> _TEXTE FOURNI_:
Pour voir comment empêcher un chat de vagabonder, vous pouvez jeter un œil sur les systèmes d’enclos ici et là. Vous pouvez également vous rendre sur le groupe Facebook “Chats – jardins et balcons sécurisés”, étonnement garanti !
L’interdiction de posséder des chats
Enfin, il est parfois envisagé, dans certains pays, ou zones où l’impact des chats a trop éradiqué la faune sauvage, ou pourrait le faire, d’interdire purement et simplement la possession de chats sur un territoire donné (parc naturel, île, etc.). Une solution législative assez coercitive, mais aussi très locale.
Contrôle des chats libres et harets
Entrons calmement dans la partie qui fâche. Assez logiquement, le plus efficace pour réduire l’impact des chats… c’est de réduire le nombre de chats. Et pour réduire le nombre d’individus dans une population, il n’y a pas 36 moyens… Il y en a 3 : les tuer, les déplacer, ou les stériliser. Revenons un peu sur ces solutions et ce qu’elles impliquent au niveau écologique, et seulement écologique. Les aspects moraux et éthiques étant subjectifs, nous ne les aborderons pas ici.
Dans l’arsenal législatif, il est possible d’autoriser la chasse ou le piégeage. L’autoriser, mais sans spécialement l’organiser ou la gérer dans ce cas. Pour aller plus loin que les dispositions législatives, l’État ou les collectivités peuvent aussi directement prendre en main la gestion des populations de chats, notamment des chats libres et harets. En France, la gestion des animaux errants sur leur commune relève de la compétence des maires.
L’éradication
Sur le sujet nous retrouvons tout l’arsenal classique : tir, piège tuant ou non, poison, etc. Comme par exemple ces pièges à poison, dont l’ingéniosité confine au macabre. Les méthodes létales, quoiqu’on en pense, sont les plus efficientes, elles présentent donc le meilleur rapport coût/efficacité. Le poison étant plus efficace que le piégeage, lui-même plus efficace que les tirs.

> _DONNÉES FOURNIES_:

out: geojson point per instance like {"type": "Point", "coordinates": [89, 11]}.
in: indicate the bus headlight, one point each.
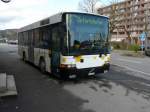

> _TÂCHES DEMANDÉES_:
(a) Répondez à ces questions d'après le texte sur la gestion des chats :
(i) Quels sont les trois moyens cités pour réduire le nombre d'individus dans une population ?
(ii) En France, de qui relève la gestion des animaux errants sur leur commune ?
(iii) Parmi les méthodes létales, laquelle est présentée comme la plus efficace ?
(b) Poursuivez le texte sur la gestion des chats après sa dernière phrase.

> _RÉPONSES SUCCESSIVES_:
(a)
(i) Les tuer, les déplacer ou les stériliser.
(ii) Des maires.
(iii) Le poison.

(b)
À noter qu’il faut un “taux d’élimination annuel de 50 % nécessaire pour réduire les populations de chats par un contrôle létal” – Crawford. Autrement dit, si on tue moins de 50% de la population de chats sur une année, la baisse de concurrence entre les survivants, associée à l’augmentation de la survie et du taux de reproduction des chats restants, compensent les décès. Dans ce cas, la méthode s’avère inefficace et la population de chats se reconstitue.
Petite parenthèse écologique
Petite parenthèse d’écologie fondamentale concernant la dynamique de population. Ce qui est très important pour comprendre tout ce qui va suivre. La courbe de croissance d’une population, quelle qu’elle soit, suit une courbe en S (une “sigmoïde” comme disent les mathématiciens).
Au début, la croissance est lente, puis elle s’accélère jusqu’à donner l’impression de devenir exponentielle. Et sur la fin, la croissance ralentit et la courbe s’aplatit. Quand on veut diminuer durablement une population, il faut amener le nombre d’individus à un niveau assez bas, avant que la croissance ne semble exponentielle. Si on reste dans l’exponentielle, la population se reconstitue très vite et on peut/doit tuer de nombreux individus chaque année (par exemple les sangliers en France).
Bref, pour réguler efficacement, il vaut mieux mettre beaucoup de moyens en une fois que d’en mettre tout autant mais sur la durée. Ces principes se retrouvent quand on parle de la régulation par les chasseurs. Ou encore du contrôle des espèces exotiques envahissantes.
Not in my backyard
Deuxième possibilité : le déplacement. Cela consiste à enlever les animaux d’une zone, au hasard une île, pour aller les relâcher plus loin.
Une autre forme consiste à sortir les chats de la rue et à les faire adopter. Si le chat est ensuite confiné, il n’a plus d’impact. Même s’il sort dehors, les chats propriétaires ont tout de même moins d’impact que les chats harets (1, 2).
La stérilisation, solution la plus populaire
Dernière possibilité, la stérilisation, d’abord des chats de propriétaires, et aussi des chats libres et harets.
La stérilisation des chats propriétaires fait globalement consensus. Chacun peut faire ce choix et la loi pourrait être durcie sur ce point.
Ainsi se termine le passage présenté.